### Passage to read:
+ + + + + + +
United States Secretary of Homeland Security Alejandro Mayorkas announced that the DHS had established an Artificial Intelligence Safety and Security Board to promote the safe and secure use of AI in critical US infrastructure.
Mayorkas established the board as directed by President Biden’s Executive Order (EO), “Safe, Secure, and Trustworthy Development and Use of Artificial Intelligence,” signed in October last year.
The board is tasked with developing recommendations on how critical infrastructure stakeholders, like pipeline and power grid operators, and transportation and internet service providers leverage AI technologies responsibly.
“Artificial Intelligence is a transformative technology that can advance our national interests in unprecedented ways. At the same time, it presents real risks— risks that we can mitigate by adopting best practices and taking other studied, concrete actions,” said Secretary Mayorkas.
The DHS says the board will help it “stay ahead of evolving threats posed by hostile nation-state actors.”
In its Threat Assessment of 2024, the DHS warned that nation-states like China, Russia, and Iran could use AI-assisted tools to target US economic security and critical infrastructure.
The report noted that these technologies “have the potential to enable larger scale, faster, efficient, and more evasive cyber attacks—against targets, including pipelines, railways, and other US critical infrastructure.”
The new AI safety board is expected to help DHS stay ahead of these evolving threats.
Who’s on board?
The list of people sitting on the 22-member board reads like a who’s who of Big Tech, but the missing names offer a potential insight into how the US government feels about open-source AI.
Board members include CEOs like Sam Altman (OpenAI), Satya Nadella (Microsoft), Sundar Pichai (Alphabet), and Dario Amodei (Anthropic). The models that these companies have released are all proprietary, or closed models.
Mark Zuckerberg and Elon Musk are surprise omissions. Both men represent companies that advocate for AI models to be “open-source”.
Mayorkas told reporters he deliberately chose not to include “social media companies” to sit on the board. Was his decision influenced by their platforms or their open-source AI strategy?
The debate over risks associated with open-source models continues. Companies like the ironically named OpenAI have been accused of using AI fear-mongering to retain their hegemony by keeping their models closed.
Meta, xAI, and even French AI startup Mistral have released their LLMs as open weights models.
The absence of open-source representatives and the presence of several effective altruists hints at continued AI-doomsaying when the board meets for the first time this week.
+ + + + + + +
### Data:
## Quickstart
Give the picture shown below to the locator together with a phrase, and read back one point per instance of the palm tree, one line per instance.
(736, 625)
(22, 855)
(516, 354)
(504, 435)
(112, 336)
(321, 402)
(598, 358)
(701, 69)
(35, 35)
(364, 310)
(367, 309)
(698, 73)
+ + + + + + +
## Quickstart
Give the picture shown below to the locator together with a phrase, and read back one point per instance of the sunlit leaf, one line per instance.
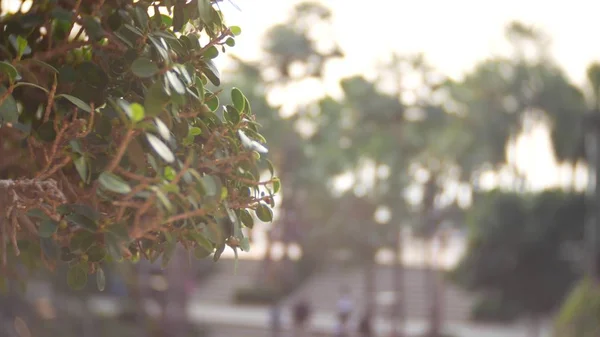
+ + + + + + +
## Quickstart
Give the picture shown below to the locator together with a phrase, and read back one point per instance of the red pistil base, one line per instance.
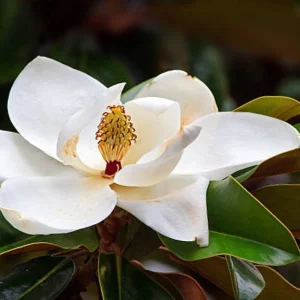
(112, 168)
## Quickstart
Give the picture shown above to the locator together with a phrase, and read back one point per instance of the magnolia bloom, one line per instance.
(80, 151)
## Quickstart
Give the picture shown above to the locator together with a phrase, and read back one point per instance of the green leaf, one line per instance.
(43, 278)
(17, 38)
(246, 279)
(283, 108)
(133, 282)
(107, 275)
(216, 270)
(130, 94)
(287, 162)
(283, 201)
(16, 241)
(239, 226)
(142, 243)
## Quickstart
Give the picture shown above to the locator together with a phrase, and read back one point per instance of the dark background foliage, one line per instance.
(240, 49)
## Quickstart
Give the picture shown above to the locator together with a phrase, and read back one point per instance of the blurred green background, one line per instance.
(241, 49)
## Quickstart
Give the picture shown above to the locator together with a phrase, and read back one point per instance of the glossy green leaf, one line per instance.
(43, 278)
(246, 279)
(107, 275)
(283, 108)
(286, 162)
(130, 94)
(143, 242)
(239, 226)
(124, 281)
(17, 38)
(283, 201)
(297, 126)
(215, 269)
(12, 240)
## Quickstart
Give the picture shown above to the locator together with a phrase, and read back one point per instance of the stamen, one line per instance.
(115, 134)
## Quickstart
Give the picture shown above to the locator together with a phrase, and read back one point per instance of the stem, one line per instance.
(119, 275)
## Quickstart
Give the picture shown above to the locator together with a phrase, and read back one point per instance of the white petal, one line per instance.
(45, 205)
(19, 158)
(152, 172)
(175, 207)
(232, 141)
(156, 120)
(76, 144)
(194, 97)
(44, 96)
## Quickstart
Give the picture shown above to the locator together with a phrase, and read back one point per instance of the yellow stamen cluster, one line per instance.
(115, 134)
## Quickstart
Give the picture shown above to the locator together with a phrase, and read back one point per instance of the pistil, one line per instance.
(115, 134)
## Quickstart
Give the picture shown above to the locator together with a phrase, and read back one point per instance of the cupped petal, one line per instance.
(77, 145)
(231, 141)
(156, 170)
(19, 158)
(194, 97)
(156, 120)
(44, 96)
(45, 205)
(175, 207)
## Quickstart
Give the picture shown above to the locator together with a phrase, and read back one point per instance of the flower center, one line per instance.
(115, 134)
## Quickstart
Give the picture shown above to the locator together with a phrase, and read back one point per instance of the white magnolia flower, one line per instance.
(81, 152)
+ + + + + + +
### Assigned task 1:
Print the stretch from "Mark Zuckerberg and" through "time this week." in the article on the DHS AI safety board.
### Assigned task 2:
According to the article on the DHS AI safety board, how many members sit on the board?

### Response area 1:
Mark Zuckerberg and Elon Musk are surprise omissions. Both men represent companies that advocate for AI models to be “open-source”.
Mayorkas told reporters he deliberately chose not to include “social media companies” to sit on the board. Was his decision influenced by their platforms or their open-source AI strategy?
The debate over risks associated with open-source models continues. Companies like the ironically named OpenAI have been accused of using AI fear-mongering to retain their hegemony by keeping their models closed.
Meta, xAI, and even French AI startup Mistral have released their LLMs as open weights models.
The absence of open-source representatives and the presence of several effective altruists hints at continued AI-doomsaying when the board meets for the first time this week.

### Response area 2:
22